### Work instruction
Return each line of the entries that holds the string "chrome".

### Input data
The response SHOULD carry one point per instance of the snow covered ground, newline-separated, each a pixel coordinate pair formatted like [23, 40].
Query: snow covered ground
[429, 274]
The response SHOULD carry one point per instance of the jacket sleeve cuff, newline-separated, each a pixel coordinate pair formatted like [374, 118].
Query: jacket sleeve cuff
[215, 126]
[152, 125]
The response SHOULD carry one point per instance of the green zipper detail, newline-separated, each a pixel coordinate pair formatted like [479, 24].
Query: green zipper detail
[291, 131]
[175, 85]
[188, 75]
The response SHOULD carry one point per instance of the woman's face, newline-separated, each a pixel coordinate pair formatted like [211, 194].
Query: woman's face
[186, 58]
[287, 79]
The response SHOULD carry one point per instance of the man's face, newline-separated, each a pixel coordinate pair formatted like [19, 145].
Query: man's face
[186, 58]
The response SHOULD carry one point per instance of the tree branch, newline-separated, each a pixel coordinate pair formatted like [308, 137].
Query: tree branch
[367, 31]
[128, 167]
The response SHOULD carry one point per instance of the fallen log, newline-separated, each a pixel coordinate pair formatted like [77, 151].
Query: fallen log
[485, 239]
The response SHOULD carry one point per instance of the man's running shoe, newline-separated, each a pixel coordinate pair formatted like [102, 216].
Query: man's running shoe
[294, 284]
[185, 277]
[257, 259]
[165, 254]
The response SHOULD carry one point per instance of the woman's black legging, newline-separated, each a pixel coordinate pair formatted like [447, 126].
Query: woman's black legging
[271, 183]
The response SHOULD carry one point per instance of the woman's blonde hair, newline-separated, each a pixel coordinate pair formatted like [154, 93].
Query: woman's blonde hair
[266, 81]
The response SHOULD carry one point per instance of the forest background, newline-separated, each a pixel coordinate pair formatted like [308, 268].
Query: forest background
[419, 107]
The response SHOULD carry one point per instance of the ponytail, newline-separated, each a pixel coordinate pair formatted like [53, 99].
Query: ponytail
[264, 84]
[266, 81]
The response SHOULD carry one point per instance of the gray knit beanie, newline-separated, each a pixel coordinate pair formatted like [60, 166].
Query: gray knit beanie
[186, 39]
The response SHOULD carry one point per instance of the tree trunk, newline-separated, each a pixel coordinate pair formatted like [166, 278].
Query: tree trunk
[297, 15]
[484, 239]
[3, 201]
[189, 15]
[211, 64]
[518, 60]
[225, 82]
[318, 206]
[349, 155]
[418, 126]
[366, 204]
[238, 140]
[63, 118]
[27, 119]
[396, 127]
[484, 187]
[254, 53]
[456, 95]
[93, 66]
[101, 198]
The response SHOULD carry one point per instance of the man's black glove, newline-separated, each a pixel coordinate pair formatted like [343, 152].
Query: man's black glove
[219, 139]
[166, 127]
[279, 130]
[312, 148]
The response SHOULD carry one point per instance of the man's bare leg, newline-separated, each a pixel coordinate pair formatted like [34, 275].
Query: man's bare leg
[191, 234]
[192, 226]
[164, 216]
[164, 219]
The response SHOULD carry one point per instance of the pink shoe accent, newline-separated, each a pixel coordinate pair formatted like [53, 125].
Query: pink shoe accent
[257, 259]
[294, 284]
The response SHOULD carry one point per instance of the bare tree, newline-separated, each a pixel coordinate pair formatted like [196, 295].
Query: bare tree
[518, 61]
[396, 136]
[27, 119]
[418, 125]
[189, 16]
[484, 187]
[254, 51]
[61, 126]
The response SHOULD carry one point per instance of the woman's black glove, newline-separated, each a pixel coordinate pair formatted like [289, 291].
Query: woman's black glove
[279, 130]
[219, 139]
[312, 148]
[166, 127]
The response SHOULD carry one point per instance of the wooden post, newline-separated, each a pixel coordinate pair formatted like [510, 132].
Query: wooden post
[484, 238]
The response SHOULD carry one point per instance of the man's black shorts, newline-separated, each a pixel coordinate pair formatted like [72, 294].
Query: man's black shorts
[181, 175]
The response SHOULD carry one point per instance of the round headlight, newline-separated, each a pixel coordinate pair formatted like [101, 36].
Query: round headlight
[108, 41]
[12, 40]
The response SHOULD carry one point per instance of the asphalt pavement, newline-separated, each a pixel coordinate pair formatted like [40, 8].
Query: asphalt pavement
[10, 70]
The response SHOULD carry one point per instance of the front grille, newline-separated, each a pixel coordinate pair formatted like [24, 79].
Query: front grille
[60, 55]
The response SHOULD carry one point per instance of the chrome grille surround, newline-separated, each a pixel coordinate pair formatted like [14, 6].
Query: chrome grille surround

### Solution below
The response SHOULD carry one point per instance of the chrome grille surround, newline-separated, each a pixel coordinate pair formatted like [14, 6].
Query: chrome grille surround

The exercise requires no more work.